Instructions to follow: Count the lines in the items below that contain the string "window". Reply with the number alone.

(Pointing dataset records)
=====

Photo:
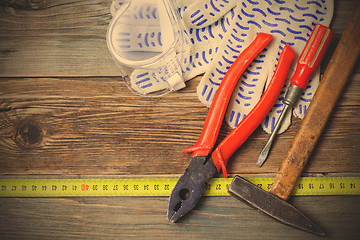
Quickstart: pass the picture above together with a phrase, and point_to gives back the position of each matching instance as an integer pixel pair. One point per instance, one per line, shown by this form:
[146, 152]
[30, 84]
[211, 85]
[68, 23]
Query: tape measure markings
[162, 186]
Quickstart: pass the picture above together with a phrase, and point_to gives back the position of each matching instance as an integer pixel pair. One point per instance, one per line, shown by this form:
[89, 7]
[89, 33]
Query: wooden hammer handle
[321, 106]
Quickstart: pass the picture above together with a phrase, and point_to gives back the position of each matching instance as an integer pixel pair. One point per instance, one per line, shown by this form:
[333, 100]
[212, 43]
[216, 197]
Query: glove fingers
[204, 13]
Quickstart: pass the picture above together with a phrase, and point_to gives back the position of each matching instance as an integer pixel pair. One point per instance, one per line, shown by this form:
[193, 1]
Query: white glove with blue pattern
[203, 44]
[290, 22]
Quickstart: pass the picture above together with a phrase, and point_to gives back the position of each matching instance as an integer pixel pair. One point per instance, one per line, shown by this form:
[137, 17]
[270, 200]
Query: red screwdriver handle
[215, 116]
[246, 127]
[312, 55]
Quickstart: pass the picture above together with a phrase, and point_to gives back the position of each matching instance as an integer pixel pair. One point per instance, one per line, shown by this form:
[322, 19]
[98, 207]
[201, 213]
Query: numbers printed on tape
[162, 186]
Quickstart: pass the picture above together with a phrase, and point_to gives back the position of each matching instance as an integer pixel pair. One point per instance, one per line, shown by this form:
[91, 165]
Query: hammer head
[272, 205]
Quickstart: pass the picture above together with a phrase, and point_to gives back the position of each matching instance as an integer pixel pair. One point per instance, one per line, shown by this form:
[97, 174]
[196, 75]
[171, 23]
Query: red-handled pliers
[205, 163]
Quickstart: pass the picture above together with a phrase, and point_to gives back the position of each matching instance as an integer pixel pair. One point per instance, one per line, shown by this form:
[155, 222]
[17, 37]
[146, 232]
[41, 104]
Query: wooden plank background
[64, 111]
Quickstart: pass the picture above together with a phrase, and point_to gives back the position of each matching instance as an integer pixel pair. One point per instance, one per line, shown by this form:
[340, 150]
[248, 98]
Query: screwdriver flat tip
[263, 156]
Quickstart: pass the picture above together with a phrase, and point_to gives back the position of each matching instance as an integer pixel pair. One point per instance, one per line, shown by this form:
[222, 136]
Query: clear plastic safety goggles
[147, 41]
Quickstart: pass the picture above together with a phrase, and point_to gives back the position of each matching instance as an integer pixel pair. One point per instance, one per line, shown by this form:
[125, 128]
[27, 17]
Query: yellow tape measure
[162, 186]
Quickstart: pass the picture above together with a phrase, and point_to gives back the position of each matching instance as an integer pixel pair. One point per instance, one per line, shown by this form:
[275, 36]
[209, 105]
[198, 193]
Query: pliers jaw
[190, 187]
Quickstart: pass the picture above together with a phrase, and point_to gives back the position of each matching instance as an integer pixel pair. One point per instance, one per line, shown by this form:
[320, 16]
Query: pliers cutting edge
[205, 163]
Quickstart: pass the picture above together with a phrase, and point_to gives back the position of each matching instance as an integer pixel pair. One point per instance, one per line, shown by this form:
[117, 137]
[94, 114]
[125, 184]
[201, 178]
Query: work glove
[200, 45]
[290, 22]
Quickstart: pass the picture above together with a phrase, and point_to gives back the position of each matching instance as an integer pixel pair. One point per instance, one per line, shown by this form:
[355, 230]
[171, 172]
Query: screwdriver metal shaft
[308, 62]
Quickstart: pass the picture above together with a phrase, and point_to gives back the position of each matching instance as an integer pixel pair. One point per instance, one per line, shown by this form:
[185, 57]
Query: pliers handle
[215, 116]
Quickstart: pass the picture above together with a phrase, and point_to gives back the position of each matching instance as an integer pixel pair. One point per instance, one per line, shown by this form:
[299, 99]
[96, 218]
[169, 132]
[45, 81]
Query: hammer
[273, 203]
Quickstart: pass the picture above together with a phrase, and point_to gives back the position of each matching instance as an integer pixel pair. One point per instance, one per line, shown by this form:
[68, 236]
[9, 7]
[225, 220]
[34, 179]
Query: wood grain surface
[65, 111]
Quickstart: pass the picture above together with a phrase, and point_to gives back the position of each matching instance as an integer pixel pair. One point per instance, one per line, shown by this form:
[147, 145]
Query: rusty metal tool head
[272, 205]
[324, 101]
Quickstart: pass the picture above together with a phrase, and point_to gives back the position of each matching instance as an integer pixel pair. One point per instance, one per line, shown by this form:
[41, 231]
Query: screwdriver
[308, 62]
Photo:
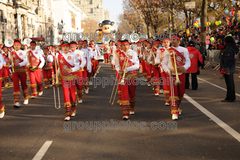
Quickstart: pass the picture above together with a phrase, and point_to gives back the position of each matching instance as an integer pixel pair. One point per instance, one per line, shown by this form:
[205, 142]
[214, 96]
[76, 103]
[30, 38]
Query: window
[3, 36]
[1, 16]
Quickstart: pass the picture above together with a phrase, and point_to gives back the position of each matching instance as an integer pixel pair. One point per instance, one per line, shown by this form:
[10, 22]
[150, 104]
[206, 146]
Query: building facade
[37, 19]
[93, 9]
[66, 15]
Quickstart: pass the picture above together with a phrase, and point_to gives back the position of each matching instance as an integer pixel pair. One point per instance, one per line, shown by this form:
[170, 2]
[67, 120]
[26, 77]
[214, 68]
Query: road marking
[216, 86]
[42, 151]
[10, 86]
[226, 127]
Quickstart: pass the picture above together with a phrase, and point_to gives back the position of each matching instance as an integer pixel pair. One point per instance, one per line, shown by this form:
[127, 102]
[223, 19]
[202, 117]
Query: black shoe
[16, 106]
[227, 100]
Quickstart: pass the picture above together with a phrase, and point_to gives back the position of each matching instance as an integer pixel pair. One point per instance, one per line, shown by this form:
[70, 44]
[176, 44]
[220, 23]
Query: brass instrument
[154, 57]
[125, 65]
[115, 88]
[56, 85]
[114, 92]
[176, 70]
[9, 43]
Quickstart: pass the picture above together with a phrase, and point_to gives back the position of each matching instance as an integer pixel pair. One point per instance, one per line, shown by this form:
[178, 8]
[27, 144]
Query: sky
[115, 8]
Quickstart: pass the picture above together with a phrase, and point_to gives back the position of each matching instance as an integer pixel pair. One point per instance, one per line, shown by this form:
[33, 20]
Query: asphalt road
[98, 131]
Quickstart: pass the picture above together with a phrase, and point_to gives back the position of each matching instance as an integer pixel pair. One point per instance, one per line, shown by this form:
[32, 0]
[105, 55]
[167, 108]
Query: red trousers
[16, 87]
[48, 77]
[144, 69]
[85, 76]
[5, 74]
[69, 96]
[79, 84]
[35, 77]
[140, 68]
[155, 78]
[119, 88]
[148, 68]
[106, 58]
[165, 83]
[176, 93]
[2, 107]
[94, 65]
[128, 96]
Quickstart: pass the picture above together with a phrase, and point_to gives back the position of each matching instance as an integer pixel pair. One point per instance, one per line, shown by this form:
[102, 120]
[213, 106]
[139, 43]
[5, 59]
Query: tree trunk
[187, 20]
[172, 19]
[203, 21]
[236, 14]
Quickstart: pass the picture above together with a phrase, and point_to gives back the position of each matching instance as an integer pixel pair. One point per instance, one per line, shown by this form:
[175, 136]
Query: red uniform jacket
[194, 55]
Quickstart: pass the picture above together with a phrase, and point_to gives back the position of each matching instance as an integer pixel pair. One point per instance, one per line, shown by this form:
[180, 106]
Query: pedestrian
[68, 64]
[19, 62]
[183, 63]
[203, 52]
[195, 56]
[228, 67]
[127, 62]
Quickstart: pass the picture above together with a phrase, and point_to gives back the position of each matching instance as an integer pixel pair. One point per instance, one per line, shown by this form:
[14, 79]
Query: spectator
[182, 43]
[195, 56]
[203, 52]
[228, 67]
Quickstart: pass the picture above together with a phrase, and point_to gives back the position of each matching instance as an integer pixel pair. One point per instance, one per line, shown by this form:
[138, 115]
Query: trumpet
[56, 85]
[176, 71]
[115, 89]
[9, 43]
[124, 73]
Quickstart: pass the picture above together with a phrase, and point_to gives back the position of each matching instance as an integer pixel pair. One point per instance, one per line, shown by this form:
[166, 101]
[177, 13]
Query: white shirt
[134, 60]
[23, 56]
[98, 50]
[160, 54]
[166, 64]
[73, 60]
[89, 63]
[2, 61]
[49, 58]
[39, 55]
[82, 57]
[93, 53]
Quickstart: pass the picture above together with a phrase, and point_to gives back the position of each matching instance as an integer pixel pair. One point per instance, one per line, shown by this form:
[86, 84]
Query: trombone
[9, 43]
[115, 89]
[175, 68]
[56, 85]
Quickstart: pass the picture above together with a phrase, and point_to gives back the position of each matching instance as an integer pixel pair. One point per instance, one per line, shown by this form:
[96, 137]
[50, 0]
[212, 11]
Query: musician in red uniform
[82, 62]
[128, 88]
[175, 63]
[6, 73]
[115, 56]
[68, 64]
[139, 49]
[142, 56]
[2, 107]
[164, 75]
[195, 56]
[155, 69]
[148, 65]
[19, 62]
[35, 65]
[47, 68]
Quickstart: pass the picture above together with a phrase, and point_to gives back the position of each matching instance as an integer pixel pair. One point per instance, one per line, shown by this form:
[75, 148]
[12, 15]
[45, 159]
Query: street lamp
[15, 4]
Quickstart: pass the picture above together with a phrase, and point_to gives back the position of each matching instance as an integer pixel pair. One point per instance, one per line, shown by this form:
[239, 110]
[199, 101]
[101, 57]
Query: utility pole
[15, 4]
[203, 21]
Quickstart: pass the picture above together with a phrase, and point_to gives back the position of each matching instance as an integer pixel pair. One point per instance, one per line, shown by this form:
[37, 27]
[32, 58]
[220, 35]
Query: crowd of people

=====

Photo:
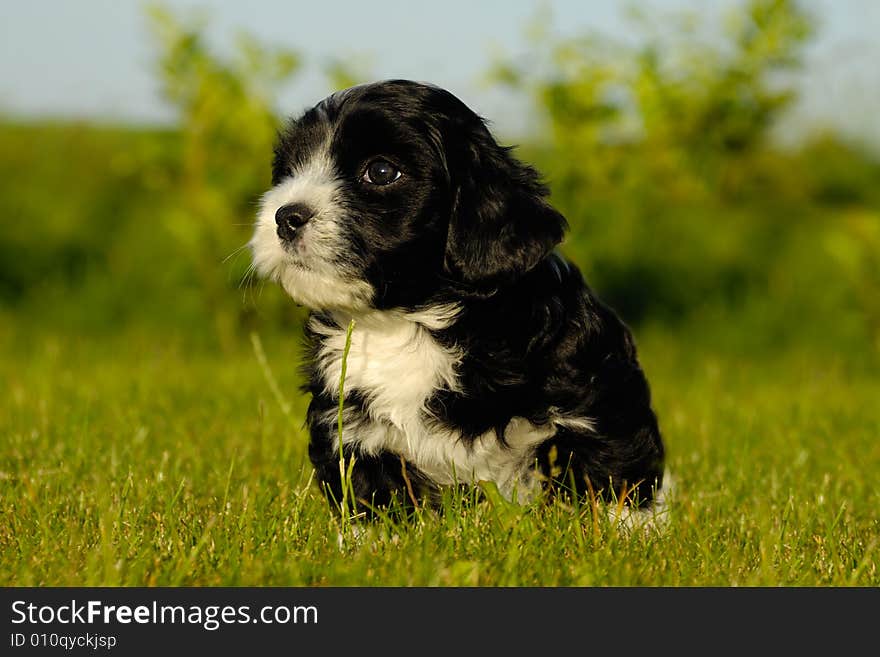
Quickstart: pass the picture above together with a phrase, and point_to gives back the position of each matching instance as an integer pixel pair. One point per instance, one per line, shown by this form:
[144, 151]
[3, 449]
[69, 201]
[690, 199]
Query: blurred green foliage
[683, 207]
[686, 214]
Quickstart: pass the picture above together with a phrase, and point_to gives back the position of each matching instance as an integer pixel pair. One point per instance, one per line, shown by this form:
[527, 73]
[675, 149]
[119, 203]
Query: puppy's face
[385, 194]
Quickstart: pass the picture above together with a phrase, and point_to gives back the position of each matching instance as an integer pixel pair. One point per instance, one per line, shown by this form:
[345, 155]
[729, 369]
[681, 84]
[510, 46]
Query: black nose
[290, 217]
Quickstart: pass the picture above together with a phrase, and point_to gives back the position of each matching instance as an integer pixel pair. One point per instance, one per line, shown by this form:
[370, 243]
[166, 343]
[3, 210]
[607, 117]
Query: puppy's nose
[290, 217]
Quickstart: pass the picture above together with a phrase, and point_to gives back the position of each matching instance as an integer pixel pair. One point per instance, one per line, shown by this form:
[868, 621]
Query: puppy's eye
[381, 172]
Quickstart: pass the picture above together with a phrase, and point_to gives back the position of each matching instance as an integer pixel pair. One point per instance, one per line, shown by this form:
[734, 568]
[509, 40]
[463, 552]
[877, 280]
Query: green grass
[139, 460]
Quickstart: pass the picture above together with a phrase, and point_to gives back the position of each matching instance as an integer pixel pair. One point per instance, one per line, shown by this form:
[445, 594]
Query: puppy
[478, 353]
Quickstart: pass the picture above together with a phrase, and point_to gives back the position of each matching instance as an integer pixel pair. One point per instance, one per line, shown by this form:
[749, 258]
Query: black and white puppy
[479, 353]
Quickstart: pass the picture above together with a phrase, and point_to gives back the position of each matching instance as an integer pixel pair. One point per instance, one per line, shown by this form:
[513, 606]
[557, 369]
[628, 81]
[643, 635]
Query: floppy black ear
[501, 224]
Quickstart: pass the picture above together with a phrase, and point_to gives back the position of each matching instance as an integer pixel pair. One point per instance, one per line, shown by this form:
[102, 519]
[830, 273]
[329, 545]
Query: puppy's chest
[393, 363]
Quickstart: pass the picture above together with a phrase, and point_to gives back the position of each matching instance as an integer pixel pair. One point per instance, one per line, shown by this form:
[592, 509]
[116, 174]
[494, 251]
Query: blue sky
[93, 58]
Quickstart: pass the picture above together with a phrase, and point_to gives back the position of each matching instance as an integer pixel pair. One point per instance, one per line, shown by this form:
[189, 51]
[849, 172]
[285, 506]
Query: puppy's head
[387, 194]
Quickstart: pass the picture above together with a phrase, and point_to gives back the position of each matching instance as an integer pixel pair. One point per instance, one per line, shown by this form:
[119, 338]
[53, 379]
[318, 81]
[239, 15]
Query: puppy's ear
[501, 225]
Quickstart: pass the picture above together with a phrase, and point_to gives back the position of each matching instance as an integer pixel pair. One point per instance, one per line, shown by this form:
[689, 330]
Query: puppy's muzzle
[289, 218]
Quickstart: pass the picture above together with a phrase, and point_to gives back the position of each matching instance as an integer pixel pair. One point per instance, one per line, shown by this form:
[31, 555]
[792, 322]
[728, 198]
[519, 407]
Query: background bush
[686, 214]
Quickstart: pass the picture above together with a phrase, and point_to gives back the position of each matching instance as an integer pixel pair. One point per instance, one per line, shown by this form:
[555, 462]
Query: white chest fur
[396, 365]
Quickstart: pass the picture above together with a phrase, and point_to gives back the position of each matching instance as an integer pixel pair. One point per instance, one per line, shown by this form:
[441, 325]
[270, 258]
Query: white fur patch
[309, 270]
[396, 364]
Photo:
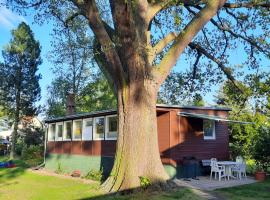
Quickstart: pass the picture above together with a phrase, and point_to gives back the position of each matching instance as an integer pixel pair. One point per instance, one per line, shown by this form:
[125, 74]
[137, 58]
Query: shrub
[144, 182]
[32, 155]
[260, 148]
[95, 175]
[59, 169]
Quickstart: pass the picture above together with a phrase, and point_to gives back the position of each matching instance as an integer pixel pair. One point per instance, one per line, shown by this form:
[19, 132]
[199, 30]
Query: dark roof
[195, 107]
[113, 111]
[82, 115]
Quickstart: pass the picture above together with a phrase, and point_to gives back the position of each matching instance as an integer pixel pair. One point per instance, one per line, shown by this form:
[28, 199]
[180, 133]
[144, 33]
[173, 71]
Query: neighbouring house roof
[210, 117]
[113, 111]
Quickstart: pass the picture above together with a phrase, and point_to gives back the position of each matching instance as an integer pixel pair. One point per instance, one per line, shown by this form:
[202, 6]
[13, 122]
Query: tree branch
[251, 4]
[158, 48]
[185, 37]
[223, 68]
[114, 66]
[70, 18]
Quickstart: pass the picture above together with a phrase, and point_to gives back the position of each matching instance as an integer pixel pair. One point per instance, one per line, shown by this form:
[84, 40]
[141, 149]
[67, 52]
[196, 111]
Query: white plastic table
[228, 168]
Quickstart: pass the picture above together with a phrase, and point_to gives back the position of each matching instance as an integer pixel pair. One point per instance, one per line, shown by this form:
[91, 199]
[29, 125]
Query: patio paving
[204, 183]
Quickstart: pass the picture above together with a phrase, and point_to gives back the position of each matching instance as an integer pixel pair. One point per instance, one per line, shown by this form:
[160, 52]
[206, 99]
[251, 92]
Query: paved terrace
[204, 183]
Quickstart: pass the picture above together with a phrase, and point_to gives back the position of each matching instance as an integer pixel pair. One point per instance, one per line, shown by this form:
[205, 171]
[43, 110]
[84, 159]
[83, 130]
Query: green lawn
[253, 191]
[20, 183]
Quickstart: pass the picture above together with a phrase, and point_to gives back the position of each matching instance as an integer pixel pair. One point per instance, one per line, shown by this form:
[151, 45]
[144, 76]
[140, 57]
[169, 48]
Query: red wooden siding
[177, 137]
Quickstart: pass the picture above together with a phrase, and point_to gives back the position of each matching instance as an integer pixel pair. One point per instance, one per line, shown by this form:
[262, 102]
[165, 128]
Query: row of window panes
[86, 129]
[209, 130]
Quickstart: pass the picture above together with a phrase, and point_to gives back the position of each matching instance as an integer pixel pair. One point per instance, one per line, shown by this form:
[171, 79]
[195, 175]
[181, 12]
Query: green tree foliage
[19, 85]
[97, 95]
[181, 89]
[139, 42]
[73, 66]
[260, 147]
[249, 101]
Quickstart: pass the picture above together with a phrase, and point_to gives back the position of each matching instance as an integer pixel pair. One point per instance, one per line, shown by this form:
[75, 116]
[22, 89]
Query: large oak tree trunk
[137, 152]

=====

Problem solution: 2